Input data –

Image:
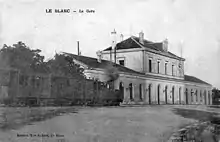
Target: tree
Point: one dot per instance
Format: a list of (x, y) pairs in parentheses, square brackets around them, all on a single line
[(21, 57), (63, 65)]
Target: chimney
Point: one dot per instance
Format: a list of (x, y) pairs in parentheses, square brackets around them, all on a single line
[(122, 37), (78, 48), (141, 37), (113, 34), (99, 56), (165, 45)]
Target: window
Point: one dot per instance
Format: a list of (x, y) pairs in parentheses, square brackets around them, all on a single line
[(196, 96), (172, 70), (150, 65), (140, 91), (122, 62), (166, 68), (158, 66)]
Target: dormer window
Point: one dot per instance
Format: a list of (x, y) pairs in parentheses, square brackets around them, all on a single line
[(172, 70), (166, 63), (122, 62), (150, 65), (158, 66)]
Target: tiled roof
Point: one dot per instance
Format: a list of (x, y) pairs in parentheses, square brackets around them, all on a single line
[(194, 79), (133, 42), (93, 63)]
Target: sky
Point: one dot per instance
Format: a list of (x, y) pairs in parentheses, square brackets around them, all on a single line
[(190, 24)]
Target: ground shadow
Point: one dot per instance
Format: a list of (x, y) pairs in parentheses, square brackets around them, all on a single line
[(20, 121), (198, 115)]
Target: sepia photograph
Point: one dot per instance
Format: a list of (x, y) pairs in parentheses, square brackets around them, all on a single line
[(109, 71)]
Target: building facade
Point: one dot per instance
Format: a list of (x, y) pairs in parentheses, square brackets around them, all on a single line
[(146, 73)]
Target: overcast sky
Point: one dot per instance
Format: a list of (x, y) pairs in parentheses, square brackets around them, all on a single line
[(192, 24)]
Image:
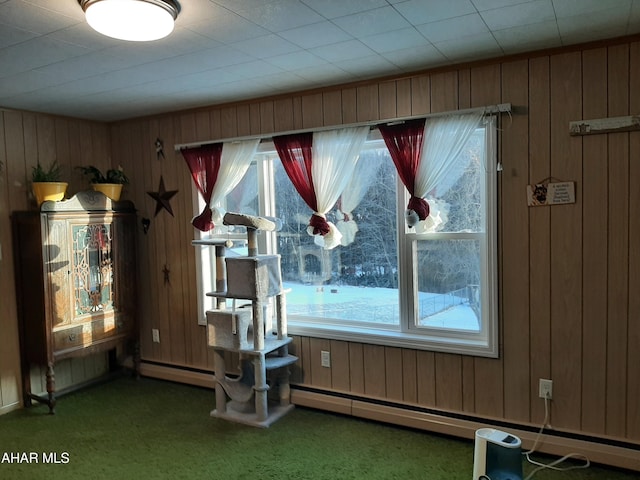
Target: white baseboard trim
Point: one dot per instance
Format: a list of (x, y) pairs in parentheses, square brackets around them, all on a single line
[(596, 451)]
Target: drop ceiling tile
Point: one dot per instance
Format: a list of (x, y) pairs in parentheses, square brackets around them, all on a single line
[(426, 11), (528, 37), (571, 8), (266, 46), (281, 15), (372, 22), (453, 28), (469, 48), (592, 26), (36, 53), (324, 74), (69, 9), (482, 5), (365, 67), (537, 11), (341, 8), (296, 60), (410, 59), (26, 82), (35, 19), (395, 40), (10, 35), (342, 51), (228, 27), (309, 36)]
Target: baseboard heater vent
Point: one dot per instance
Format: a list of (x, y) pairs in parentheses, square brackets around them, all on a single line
[(607, 452), (599, 450)]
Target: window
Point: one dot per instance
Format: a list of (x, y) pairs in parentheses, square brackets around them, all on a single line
[(432, 287)]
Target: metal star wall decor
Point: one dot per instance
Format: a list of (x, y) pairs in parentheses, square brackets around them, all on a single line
[(162, 197)]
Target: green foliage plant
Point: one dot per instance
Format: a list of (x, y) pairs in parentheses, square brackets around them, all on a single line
[(113, 175), (50, 174)]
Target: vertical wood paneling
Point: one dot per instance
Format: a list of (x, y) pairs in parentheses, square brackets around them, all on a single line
[(387, 100), (426, 378), (539, 227), (312, 113), (393, 373), (594, 276), (374, 371), (228, 122), (448, 371), (356, 368), (514, 243), (320, 376), (332, 107), (283, 115), (349, 106), (420, 95), (633, 339), (403, 97), (587, 345), (618, 242), (409, 376), (243, 117), (566, 243), (9, 347), (444, 92), (368, 101), (266, 117), (340, 365), (255, 118)]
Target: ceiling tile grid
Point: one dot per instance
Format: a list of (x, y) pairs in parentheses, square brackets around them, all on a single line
[(231, 50)]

Work to be completed – Could you please find every line of the listing above holding the string "baseboard" and copy it?

Task solution –
Target: white baseboard trim
Target: baseboard heater vent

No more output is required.